WHAT TO PRODUCE
Once the pictures are set aside, transcribe each line of the data exactly.

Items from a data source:
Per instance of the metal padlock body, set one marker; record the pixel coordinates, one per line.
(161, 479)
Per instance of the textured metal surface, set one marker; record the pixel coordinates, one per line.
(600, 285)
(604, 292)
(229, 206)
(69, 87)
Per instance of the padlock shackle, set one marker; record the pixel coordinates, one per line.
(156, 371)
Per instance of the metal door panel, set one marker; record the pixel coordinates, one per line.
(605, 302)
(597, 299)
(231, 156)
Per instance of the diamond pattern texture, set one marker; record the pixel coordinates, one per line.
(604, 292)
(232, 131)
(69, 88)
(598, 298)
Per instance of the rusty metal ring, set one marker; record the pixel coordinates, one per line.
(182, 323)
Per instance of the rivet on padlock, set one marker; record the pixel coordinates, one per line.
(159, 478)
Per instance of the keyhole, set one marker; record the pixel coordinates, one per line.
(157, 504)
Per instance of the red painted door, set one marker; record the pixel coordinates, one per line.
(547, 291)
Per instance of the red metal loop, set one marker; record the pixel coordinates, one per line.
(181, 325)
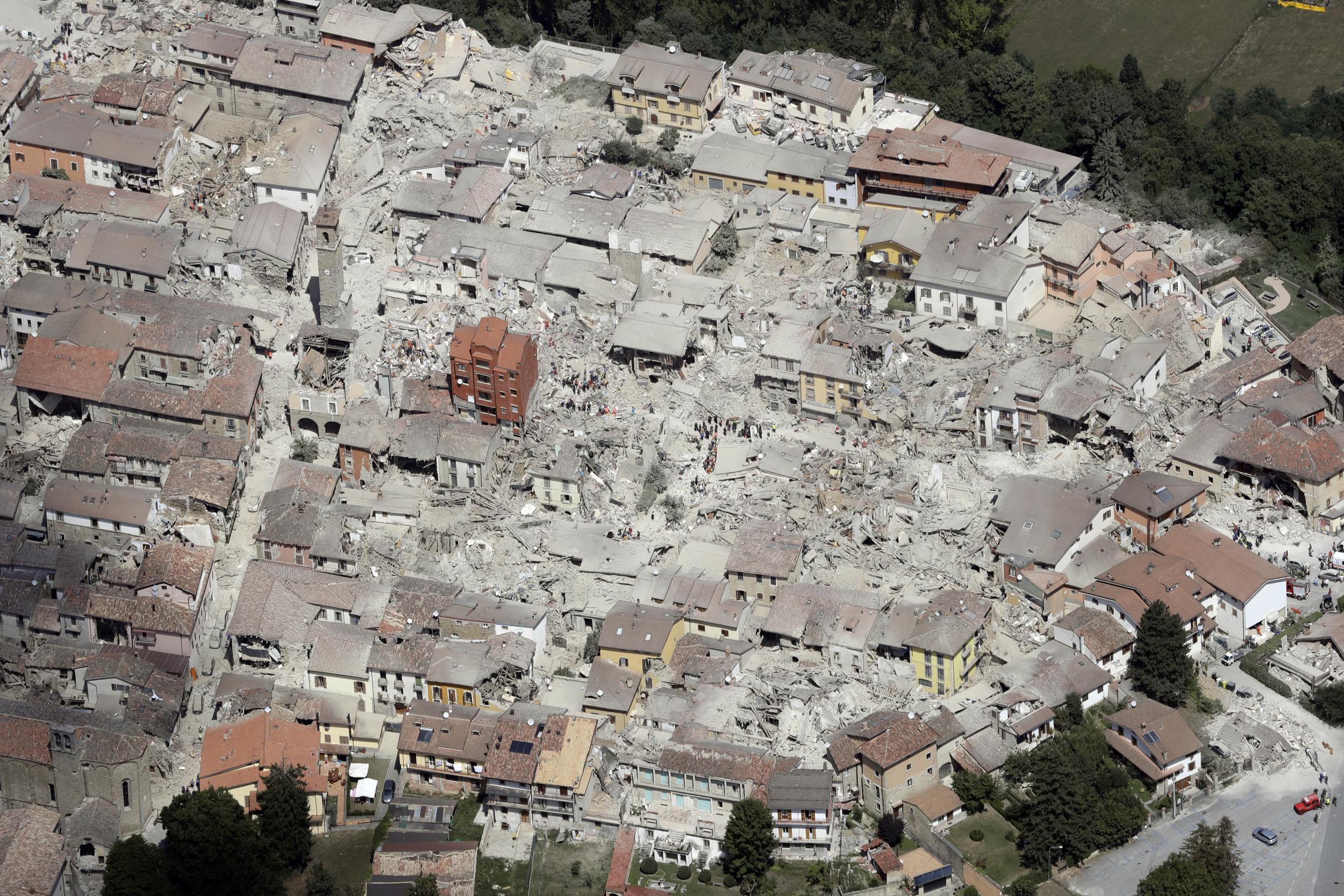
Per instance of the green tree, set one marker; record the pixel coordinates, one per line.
(320, 881)
(424, 886)
(1327, 701)
(213, 845)
(304, 449)
(975, 789)
(1108, 168)
(576, 20)
(749, 841)
(972, 25)
(1329, 275)
(1160, 665)
(590, 644)
(136, 868)
(1071, 714)
(284, 816)
(891, 829)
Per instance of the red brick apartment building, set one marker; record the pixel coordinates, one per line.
(494, 372)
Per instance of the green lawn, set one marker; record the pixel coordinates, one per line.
(554, 867)
(1206, 44)
(995, 854)
(788, 878)
(463, 825)
(346, 854)
(499, 876)
(1171, 39)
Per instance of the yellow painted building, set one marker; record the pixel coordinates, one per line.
(830, 386)
(894, 243)
(456, 672)
(635, 636)
(944, 650)
(667, 88)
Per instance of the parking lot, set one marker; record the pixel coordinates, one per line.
(1289, 867)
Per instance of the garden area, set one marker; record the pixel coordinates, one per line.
(785, 879)
(570, 868)
(990, 843)
(346, 854)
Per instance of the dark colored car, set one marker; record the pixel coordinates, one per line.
(1265, 836)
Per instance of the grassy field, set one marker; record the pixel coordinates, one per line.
(502, 878)
(346, 854)
(995, 854)
(1291, 50)
(1206, 44)
(555, 872)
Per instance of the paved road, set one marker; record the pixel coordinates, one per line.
(1286, 868)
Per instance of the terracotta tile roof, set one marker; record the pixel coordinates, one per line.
(33, 856)
(514, 752)
(73, 371)
(921, 156)
(904, 738)
(206, 480)
(1299, 451)
(621, 857)
(163, 401)
(1101, 633)
(1226, 564)
(175, 564)
(233, 755)
(234, 393)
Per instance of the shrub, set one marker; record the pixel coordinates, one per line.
(304, 449)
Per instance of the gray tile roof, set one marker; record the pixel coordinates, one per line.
(955, 260)
(281, 65)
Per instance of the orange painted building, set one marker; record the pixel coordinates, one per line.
(494, 372)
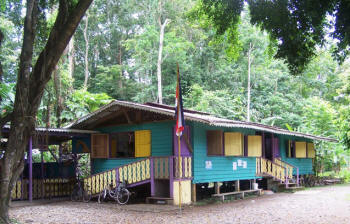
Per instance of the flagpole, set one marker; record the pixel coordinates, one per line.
(179, 143)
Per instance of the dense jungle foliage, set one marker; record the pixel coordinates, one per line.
(114, 55)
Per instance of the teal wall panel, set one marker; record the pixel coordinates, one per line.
(77, 148)
(304, 165)
(222, 166)
(161, 143)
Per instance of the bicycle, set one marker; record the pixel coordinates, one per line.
(120, 194)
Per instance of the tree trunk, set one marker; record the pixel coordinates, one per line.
(59, 107)
(86, 58)
(1, 71)
(31, 82)
(159, 63)
(250, 60)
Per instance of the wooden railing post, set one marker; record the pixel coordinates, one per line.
(152, 177)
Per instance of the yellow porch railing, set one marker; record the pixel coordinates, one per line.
(131, 173)
(289, 170)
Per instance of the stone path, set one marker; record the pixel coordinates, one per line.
(329, 204)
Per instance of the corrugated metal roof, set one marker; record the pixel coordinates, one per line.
(189, 115)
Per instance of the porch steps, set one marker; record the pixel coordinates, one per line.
(159, 200)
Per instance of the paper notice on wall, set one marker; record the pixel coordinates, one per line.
(208, 165)
(234, 166)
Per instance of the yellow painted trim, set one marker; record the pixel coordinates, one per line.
(254, 146)
(143, 143)
(311, 153)
(233, 144)
(300, 149)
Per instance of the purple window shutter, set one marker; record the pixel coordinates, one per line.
(184, 149)
(276, 149)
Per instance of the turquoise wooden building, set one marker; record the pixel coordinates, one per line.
(136, 143)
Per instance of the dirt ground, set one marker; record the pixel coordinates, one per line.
(317, 205)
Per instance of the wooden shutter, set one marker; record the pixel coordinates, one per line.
(254, 146)
(289, 148)
(99, 146)
(233, 144)
(143, 143)
(311, 153)
(300, 149)
(214, 143)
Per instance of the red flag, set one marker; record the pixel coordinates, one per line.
(179, 114)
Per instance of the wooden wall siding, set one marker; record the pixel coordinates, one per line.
(77, 148)
(265, 166)
(304, 164)
(143, 143)
(135, 172)
(254, 146)
(185, 169)
(311, 150)
(161, 167)
(46, 188)
(233, 143)
(214, 142)
(222, 166)
(300, 149)
(161, 143)
(99, 146)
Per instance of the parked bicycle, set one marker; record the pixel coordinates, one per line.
(79, 193)
(120, 194)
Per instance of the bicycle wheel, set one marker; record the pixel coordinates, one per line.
(102, 196)
(86, 196)
(113, 193)
(75, 194)
(123, 196)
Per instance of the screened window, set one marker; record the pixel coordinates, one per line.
(234, 144)
(254, 146)
(99, 146)
(291, 149)
(300, 149)
(311, 153)
(122, 144)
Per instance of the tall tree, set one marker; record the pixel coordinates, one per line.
(162, 26)
(298, 25)
(31, 81)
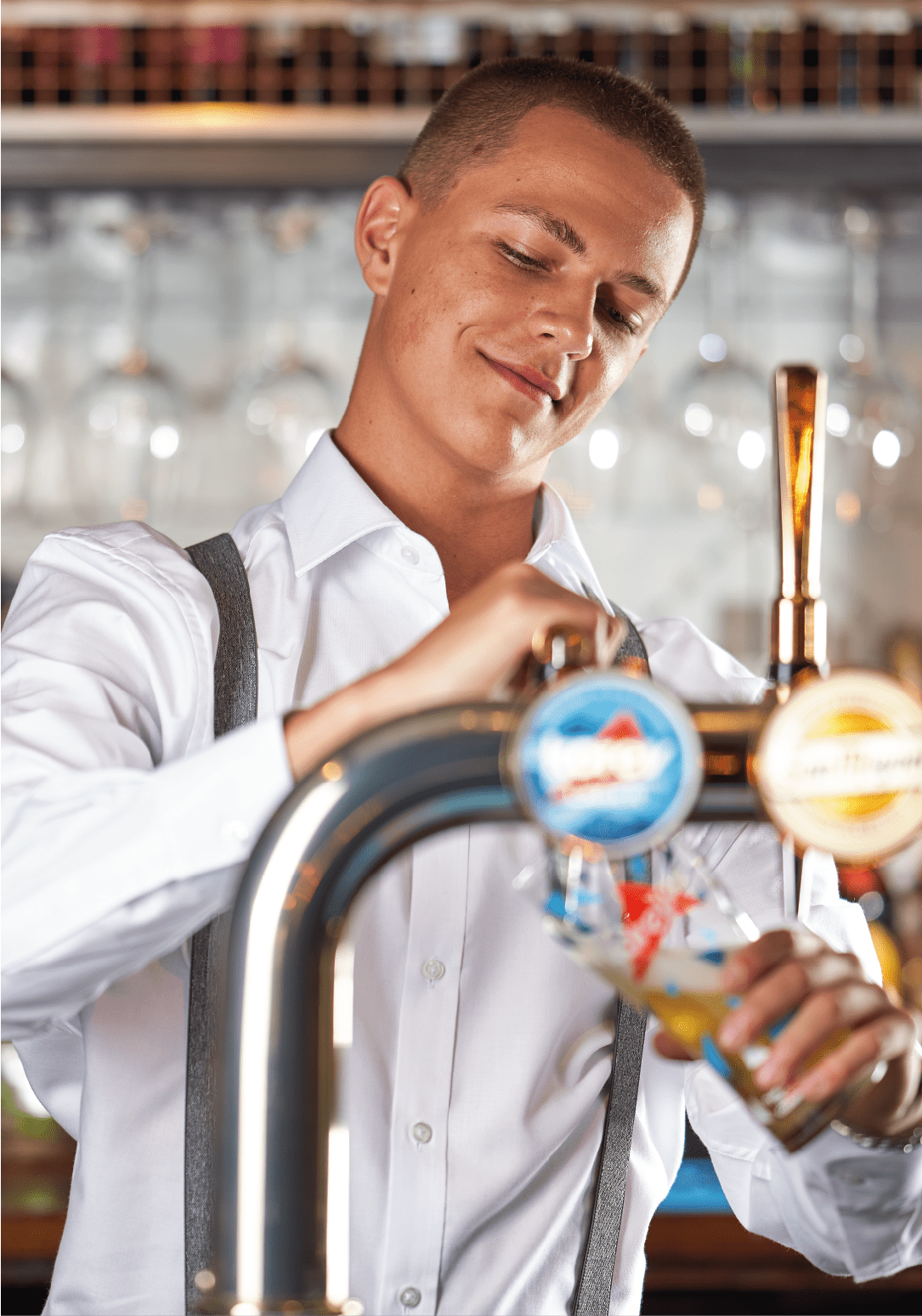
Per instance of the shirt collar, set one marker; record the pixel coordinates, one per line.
(328, 506)
(558, 546)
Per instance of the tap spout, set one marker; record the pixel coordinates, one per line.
(378, 795)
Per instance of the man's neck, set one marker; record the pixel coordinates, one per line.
(477, 522)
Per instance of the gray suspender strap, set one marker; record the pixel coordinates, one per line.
(593, 1290)
(235, 704)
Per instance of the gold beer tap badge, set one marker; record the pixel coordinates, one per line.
(840, 766)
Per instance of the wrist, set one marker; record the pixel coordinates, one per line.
(313, 735)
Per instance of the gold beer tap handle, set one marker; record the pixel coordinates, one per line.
(799, 613)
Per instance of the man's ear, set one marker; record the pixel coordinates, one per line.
(382, 218)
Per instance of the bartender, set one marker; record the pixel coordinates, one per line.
(544, 222)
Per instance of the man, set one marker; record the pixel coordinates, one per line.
(543, 224)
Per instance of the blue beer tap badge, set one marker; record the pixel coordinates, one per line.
(608, 758)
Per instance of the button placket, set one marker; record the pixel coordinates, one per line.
(416, 1190)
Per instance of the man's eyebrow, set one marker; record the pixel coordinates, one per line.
(567, 234)
(557, 229)
(641, 283)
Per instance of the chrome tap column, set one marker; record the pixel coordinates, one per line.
(440, 769)
(381, 794)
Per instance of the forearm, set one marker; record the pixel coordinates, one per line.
(107, 870)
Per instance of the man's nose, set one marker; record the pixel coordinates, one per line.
(567, 319)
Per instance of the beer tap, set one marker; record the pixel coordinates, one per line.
(834, 764)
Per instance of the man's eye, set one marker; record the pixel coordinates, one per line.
(524, 263)
(620, 321)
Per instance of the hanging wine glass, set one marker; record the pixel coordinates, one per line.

EXERCISE RESULT
Per instance of the metal padlock body, set one marker; record the pixel coordinates, one per line.
(161, 479)
Per instance of the textured metal surface, set one marker; record the pixel coordinates, one per line.
(600, 285)
(604, 292)
(229, 206)
(69, 87)
Per instance of the padlock shackle, set one marker; record the pixel coordinates, one per line.
(156, 371)
Per instance of the metal door panel, set one marker; record the pixel coordinates, one per line.
(605, 302)
(597, 299)
(231, 156)
Per instance of the diamond pattern texture, set one marker; record the pixel coordinates, one per line.
(604, 292)
(232, 131)
(69, 88)
(598, 298)
Per instance of the rusty metal ring, set one marker; record the pixel coordinates, one per line.
(182, 323)
Per instance of the rivet on padlock, set one marker; record the pixel coordinates, one per line.
(159, 478)
Per instance of the keyhole, set one marker; record the pixel coordinates, one per line.
(157, 504)
Per instance of the red painted door, set one marker; record the pixel coordinates, one per line.
(547, 291)
Per instance of the red metal loop, set one marker; record the pixel coordinates, one per line.
(181, 325)
Per instance of the green tree, set one marker; record the pixel coordinates, one per line.
(320, 881)
(424, 886)
(1327, 701)
(213, 845)
(304, 449)
(975, 789)
(1108, 168)
(576, 20)
(749, 841)
(972, 25)
(1329, 275)
(1160, 665)
(590, 644)
(136, 868)
(1071, 714)
(284, 816)
(891, 829)
Per instance of the red brick apartment building, set one marker; record the pixel coordinates, one per line.
(494, 372)
Per instance of the green lawn, set one marker; record the pixel coordinates, one per line.
(554, 867)
(1206, 44)
(995, 854)
(788, 878)
(463, 825)
(346, 854)
(499, 876)
(1171, 39)
Per instance of the yellow painted building, set one marker; record the pixel coordinates, one per line.
(830, 386)
(894, 243)
(456, 672)
(635, 636)
(944, 650)
(667, 88)
Per instance of the parking lot, set one marker; record the pixel coordinates, one per line.
(1289, 867)
Per instance of the garden area, set one marker; record the pixel coordinates, one per line.
(785, 879)
(570, 868)
(990, 843)
(346, 854)
Per instance of the dark colored car, set one marker; record the pixel coordinates, one per line.
(1265, 836)
Per instance of the grassy field, set one marker; record the pixel coordinates, one per line.
(502, 878)
(346, 854)
(995, 854)
(1291, 50)
(1206, 44)
(555, 872)
Per instance of the paved road, set one marker; record the pixel coordinates, one per line.
(1286, 868)
Per instance of the terracotta tile roof, set one marker; record the pixel coordinates, one per line.
(33, 856)
(514, 752)
(73, 371)
(921, 156)
(904, 738)
(206, 480)
(1299, 451)
(621, 857)
(163, 401)
(1101, 633)
(1226, 564)
(175, 564)
(233, 755)
(234, 393)
Per instance of the shrub, set one marker; record the pixel coordinates, one per line.
(304, 449)
Per instance of the gray tile roof, set one marker; record the pixel coordinates, one per line.
(955, 260)
(281, 65)
Per instance of the orange painted building, set one marker; record the pixel coordinates, one per line.
(494, 372)
Per instance of the flagpole, set one marker; record the pixel coordinates, one per line.
(179, 143)
Per instance of the dense jungle foliage, set one marker; record the pixel coordinates, one per line.
(114, 55)
Per instance of the teal wall panel, set one marker; record the pixel coordinates, one per line.
(77, 148)
(304, 165)
(222, 166)
(161, 143)
Per instance of the bicycle, set one marker; record the pixel coordinates, one per line.
(120, 194)
Per instance of the tree trunk, set one marker; record the pixel coordinates, one per line.
(59, 107)
(86, 58)
(1, 71)
(31, 82)
(159, 63)
(250, 60)
Per instance of the wooden railing post, set one marker; record the pixel coordinates, one per line.
(152, 177)
Per instance of the yellow porch railing, set one marker; record the pixel coordinates, one per line.
(131, 173)
(289, 170)
Per instance of the stone path, set one marker; record the pixel coordinates, one per line.
(329, 204)
Per instance of the corrugated metal roof, set one marker; record the pixel coordinates, one per line.
(189, 115)
Per instance of the porch steps, set one marker; record the pixel coordinates, one per line.
(159, 200)
Per instance of the paper notice on wall, set one marker; record the pixel coordinates, one per line.
(208, 165)
(234, 166)
Per instance of the yellow painted trim, set one marker; record the pixel coordinates, one per line.
(254, 146)
(143, 143)
(311, 153)
(233, 144)
(300, 149)
Per instance of the purple window shutter, set one marker; record the pixel coordinates, one per line.
(184, 149)
(276, 149)
Per instance of the turquoise wooden building, set one marker; record the pixel coordinates, one per line.
(136, 143)
Per instance of the dirt ground, set one marker; record the pixel coordinates, one per line.
(317, 205)
Per instance of the wooden shutter, set one marker; record the pixel coordinates, one per line.
(254, 146)
(289, 148)
(99, 146)
(233, 144)
(143, 143)
(311, 153)
(300, 149)
(214, 143)
Per instance of the red flag, set one marker; record the pixel coordinates, one per line.
(179, 114)
Per instance of the wooden wall siding, set one marker; record the pixel coordinates, one per line.
(77, 148)
(265, 166)
(304, 164)
(143, 143)
(135, 172)
(254, 146)
(185, 169)
(311, 150)
(161, 167)
(46, 188)
(233, 143)
(214, 142)
(222, 166)
(300, 149)
(161, 143)
(99, 146)
Per instance of the parked bicycle, set one marker; record the pixel coordinates, one per line.
(79, 193)
(120, 194)
Per instance of the bicycle wheel, set one marker; record the pixel coordinates, one per line.
(102, 196)
(86, 196)
(113, 193)
(75, 194)
(123, 196)
Per instance of the screened window, set one marker; record the pixel coordinates, one per line.
(234, 144)
(254, 146)
(99, 146)
(291, 149)
(300, 149)
(311, 153)
(122, 144)
Per instance of the tall tree, set one marker; record the pixel coordinates, one per line.
(162, 26)
(298, 25)
(31, 81)
Per instance of the shirt collar, set one marker; record the pixel coordinates, one per line.
(328, 506)
(558, 546)
Per instance of the tap spout, set one marker; record the pixel coordinates, one per line.
(378, 795)
Per instance of the man's neck, set one marker; record the pixel coordinates, one per line.
(477, 522)
Per instance of the gray suspender strap, set one marker; record the pixel coordinates, one per line.
(593, 1290)
(235, 704)
Per instance of the gold beer tap badge, set one marker; record the pixel coordinates, one per line.
(840, 766)
Per instance of the wrist, set one marker; record the pixel coordinates, one per line.
(313, 735)
Per instance of the gold beer tap handle, set one marker; record the pixel coordinates, one per line.
(799, 613)
Per instance of the man's ear, set one marker; record the pixel coordinates, one per line.
(382, 218)
Per instance of the bartender, set one marker; record the pixel coordinates, one per line.
(544, 222)
Per instance of the man, set one marker; record the pixel coordinates, one per line.
(543, 224)
Per instance of the blue beer tap badge, set one marker; record the pixel coordinates, one per line.
(608, 758)
Per instance of the button placket, set one marker; record the pixel coordinates, one per line.
(416, 1190)
Per instance of the man's eyebrow, set one marker; record the pixel coordinates, one per line.
(567, 234)
(557, 229)
(641, 283)
Per instance of the chrome tap column, set one marker; record the pixel coordinates, one per line.
(440, 769)
(381, 794)
Per instance of the forearm, set one marker; record the pixel coordinates, one per line.
(107, 870)
Per instance of the man's nose, set one marker; record the pixel coordinates, one per line.
(567, 319)
Per instance of the beer tap, set one marker; record the pixel coordinates, one per line.
(834, 764)
Per instance of the man's eye, set one marker; record the pixel coordinates, one per line.
(524, 263)
(620, 321)
Per instance of the hanging wine glass, set one marker; record the pixel coordinates, one per line.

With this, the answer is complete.